= What the task asks =
Rewrite the entries below, changing every "Tag" to "Mark" and leaving everything else as it is.

= The records =
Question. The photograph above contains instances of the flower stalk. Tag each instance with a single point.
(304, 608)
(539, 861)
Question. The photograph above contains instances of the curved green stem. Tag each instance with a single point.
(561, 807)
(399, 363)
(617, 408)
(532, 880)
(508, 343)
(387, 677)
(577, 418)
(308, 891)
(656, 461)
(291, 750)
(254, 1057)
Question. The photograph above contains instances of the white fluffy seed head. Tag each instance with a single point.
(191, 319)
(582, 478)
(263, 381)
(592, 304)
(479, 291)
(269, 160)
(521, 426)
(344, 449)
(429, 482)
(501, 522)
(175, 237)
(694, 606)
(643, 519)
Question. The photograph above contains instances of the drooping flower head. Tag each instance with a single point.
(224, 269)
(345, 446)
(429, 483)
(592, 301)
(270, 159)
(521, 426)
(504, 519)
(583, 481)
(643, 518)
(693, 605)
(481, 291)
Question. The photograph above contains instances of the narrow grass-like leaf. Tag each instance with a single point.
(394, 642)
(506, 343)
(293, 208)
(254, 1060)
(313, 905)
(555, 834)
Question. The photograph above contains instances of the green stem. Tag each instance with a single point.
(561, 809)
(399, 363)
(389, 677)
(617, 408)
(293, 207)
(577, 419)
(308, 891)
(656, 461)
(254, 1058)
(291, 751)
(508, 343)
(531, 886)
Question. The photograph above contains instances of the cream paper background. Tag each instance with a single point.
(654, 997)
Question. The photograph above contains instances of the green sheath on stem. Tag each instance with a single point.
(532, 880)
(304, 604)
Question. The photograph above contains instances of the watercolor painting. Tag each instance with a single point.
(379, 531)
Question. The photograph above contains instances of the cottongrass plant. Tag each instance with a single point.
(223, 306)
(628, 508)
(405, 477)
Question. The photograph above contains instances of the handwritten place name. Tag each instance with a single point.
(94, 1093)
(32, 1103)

= Solution for this exercise =
Question. The photograph above contains instances of the flower stalk. Mark each instance with a single point.
(304, 608)
(539, 861)
Question. The photograph above contains instances of the curved green stem. Mark each instance with a single point.
(561, 807)
(399, 363)
(617, 408)
(532, 880)
(508, 343)
(387, 677)
(577, 418)
(308, 891)
(656, 461)
(291, 750)
(254, 1057)
Question. The photograph above contains instances of the white fluffy seed head. Mark each instance with a single point.
(191, 319)
(582, 478)
(263, 381)
(592, 304)
(479, 291)
(269, 160)
(521, 426)
(344, 449)
(429, 482)
(501, 522)
(175, 237)
(694, 606)
(643, 519)
Question. The photograph above contains instances of the drooping flower head. Mark each instance with a single point.
(224, 269)
(345, 446)
(429, 483)
(592, 301)
(270, 159)
(521, 426)
(504, 519)
(583, 481)
(643, 518)
(693, 605)
(481, 291)
Question. The photograph above contains instances of the narrow grass-like leaf. Mark each instance with a single point.
(394, 642)
(506, 343)
(293, 208)
(254, 1060)
(313, 905)
(555, 834)
Question. The photograph above contains instances of the green stem. Mark each instance with a single point.
(561, 809)
(399, 363)
(389, 677)
(617, 408)
(293, 207)
(577, 419)
(308, 891)
(656, 461)
(254, 1058)
(291, 751)
(508, 343)
(531, 886)
Question. The photograph above contains instances of the cream paper background. Mark each instance with a single point.
(654, 997)
Question. The photograph above contains instances of the green sheath on stem. Mark each instance with a single point.
(532, 880)
(304, 604)
Question. The photograph above contains instances of the watercolor painting. Mark each instance with a single point.
(379, 531)
Question. The photograph above contains instances of the cottongrass plant. Mark each instance with a single point.
(223, 306)
(628, 508)
(405, 477)
Question. The photograph above contains instances of the handwritten place name. Mark each instance with a single point.
(94, 1093)
(32, 1103)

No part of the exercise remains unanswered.